■ Task prompt: Every line below is to be copied exactly, with the pictures left out.

■ Task data:
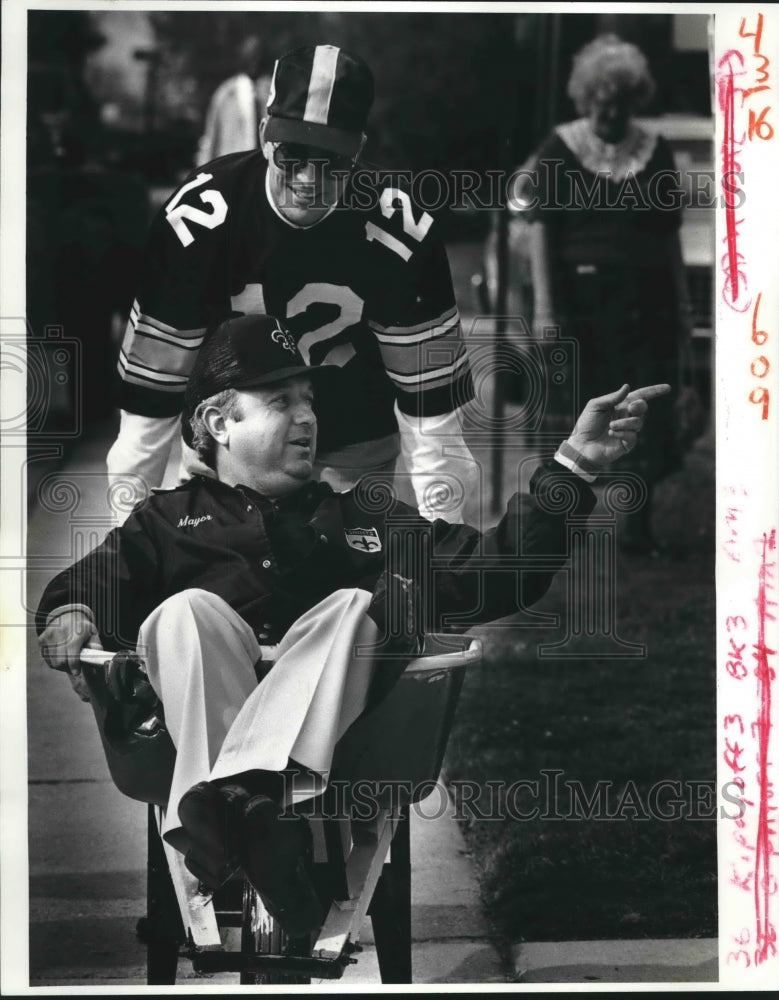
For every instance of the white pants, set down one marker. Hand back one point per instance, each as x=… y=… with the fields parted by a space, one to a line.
x=200 y=657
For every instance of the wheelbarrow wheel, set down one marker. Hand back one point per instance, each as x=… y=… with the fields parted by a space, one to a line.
x=262 y=935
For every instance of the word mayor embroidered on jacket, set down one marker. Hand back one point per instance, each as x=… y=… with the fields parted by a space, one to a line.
x=364 y=539
x=193 y=522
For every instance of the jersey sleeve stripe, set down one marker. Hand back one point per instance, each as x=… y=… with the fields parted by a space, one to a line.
x=193 y=344
x=405 y=331
x=136 y=315
x=430 y=333
x=409 y=359
x=131 y=370
x=422 y=380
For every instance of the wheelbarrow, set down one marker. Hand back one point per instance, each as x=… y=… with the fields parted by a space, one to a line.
x=361 y=862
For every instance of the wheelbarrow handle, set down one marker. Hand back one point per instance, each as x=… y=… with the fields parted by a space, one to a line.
x=95 y=656
x=100 y=657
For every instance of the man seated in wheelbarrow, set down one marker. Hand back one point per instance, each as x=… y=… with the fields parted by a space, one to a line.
x=201 y=576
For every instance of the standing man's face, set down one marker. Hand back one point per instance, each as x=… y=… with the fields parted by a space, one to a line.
x=305 y=182
x=271 y=445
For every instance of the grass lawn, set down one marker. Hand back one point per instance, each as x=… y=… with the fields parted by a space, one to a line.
x=631 y=722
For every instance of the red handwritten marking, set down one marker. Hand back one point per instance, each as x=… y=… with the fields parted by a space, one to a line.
x=766 y=935
x=727 y=103
x=757 y=34
x=759 y=337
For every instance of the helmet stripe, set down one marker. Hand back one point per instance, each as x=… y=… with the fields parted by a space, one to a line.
x=320 y=89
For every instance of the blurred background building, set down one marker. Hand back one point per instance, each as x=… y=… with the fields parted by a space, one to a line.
x=117 y=99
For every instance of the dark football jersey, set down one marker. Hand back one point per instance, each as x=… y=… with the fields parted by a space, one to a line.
x=367 y=289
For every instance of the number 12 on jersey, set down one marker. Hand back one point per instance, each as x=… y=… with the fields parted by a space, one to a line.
x=417 y=229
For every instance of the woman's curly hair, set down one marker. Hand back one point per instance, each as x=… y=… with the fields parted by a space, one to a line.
x=610 y=63
x=203 y=444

■ Exercise solution:
For every instance of the white pants, set down one marker. Hand back one point per instance, each as x=… y=… with the fields parted by a space, one to a line.
x=200 y=657
For every instance of the wheelbarrow wheel, set down one marker. Hand back one point per instance, each as x=… y=… with the fields parted by a space, one to a line.
x=262 y=935
For every instance of the word mayor embroidered on jacket, set down one marker. Hand back one point per instance, each as x=… y=… with the fields parted by a space, one to a line.
x=364 y=539
x=193 y=522
For every instance of the jersey sleeve stripe, set down one marker. Hand back one point per instance, each as x=… y=… with the fields parted by a space, one to a line.
x=193 y=344
x=405 y=331
x=136 y=315
x=430 y=333
x=409 y=359
x=131 y=370
x=422 y=380
For every instance of the wheelbarrow, set down one marker. Hand back one point per instance, each as x=… y=… with the fields parted by a space, one to a line.
x=361 y=862
For every instance of the wheelbarrow handle, set down one marker. Hand back one point per instance, each as x=… y=… with the fields parted by a space, one to a line.
x=95 y=656
x=100 y=657
For every instance of the man seated in wheelbarrow, set down one marker. Hand back one point per instance, each as x=… y=… with the fields parted by a space, one to a line.
x=201 y=576
For every instance of the standing man's face, set down one marker. Hand back one point per instance, each as x=… y=… with the fields parted by a space, one to a line.
x=305 y=182
x=271 y=445
For every instance of the grass lawn, set down one marker. Hand back one point per instance, each as x=… y=… with the fields parted by a space, one to a line.
x=631 y=722
For every instance of the red handwritten marking, set down one marker. Hand back one point per instance, each as x=… y=… with the fields parted by a space, one to a line.
x=766 y=935
x=727 y=103
x=757 y=34
x=759 y=337
For every instance of the helmet stripe, set down one marker. Hand back one point per instance, each as x=… y=… with the fields parted by a space, one to a line.
x=320 y=89
For every instance of the blurred background building, set down one marker. Hand back one point per instance, each as x=… y=… with the fields parted by a space, one to a line.
x=117 y=99
For every instance of the dark football jersey, set down one marker. Hand back one point per instance, each as x=… y=… with the fields parted by a space, one to a line.
x=367 y=289
For every instance of the number 12 on jersey, set down one marker. Hand back one point per instance, each as x=… y=… with the fields parted by a space, one to a line.
x=417 y=229
For every instance of the woman's curly hair, set down one marker. Hand back one point per instance, each as x=… y=… with the fields parted by a space, one to a line.
x=610 y=63
x=203 y=444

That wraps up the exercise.